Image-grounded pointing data
****************************************

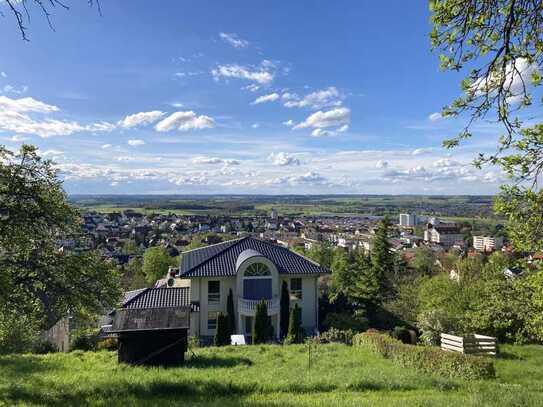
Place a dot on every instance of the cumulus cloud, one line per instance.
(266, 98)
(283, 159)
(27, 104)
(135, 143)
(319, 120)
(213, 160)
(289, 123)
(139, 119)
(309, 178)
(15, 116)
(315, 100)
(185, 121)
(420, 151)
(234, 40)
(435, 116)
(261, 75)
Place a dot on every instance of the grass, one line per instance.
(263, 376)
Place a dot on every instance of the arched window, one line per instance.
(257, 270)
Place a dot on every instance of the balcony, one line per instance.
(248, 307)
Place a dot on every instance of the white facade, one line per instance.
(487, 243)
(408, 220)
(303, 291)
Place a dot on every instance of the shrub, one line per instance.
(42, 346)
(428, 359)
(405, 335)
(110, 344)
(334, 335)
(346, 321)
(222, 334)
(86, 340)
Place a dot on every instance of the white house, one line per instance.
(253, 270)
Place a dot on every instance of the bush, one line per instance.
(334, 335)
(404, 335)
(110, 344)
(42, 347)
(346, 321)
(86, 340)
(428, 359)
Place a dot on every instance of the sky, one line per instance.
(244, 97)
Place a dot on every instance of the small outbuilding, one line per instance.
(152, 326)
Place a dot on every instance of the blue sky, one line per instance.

****************************************

» **Description of the task**
Please reproduce the records above exactly and leave any picture behind.

» **Exercise response**
Place a dot on every instance of the cumulus cloud, one line per instance.
(266, 98)
(283, 159)
(27, 104)
(135, 143)
(319, 120)
(213, 160)
(289, 123)
(139, 119)
(309, 178)
(15, 116)
(315, 100)
(185, 121)
(420, 151)
(234, 40)
(435, 116)
(261, 75)
Place a dot on every instance of the grass, one line per instance.
(263, 376)
Place a dot on every instance of the arched window, one line per instance.
(257, 270)
Place a dot on every instance of the balcony, one line per instance.
(248, 307)
Place a dot on every instance of the white facade, one line per instance.
(487, 243)
(408, 220)
(303, 291)
Place a dot on every instance of the shrub, one line per instance.
(42, 346)
(428, 359)
(405, 335)
(110, 344)
(334, 335)
(346, 321)
(222, 334)
(86, 340)
Place a dot on every instance of the white house, one line per instance.
(253, 270)
Place a dot on every instance of the bush, one line per instance.
(334, 335)
(404, 335)
(110, 344)
(42, 347)
(346, 321)
(86, 340)
(428, 359)
Place a dot on every instance of the sky, one line per instance.
(244, 97)
Place a dot on every instance of the small outbuilding, one line per instance.
(152, 326)
Place a dot on every instance of the blue sky, one line per instance.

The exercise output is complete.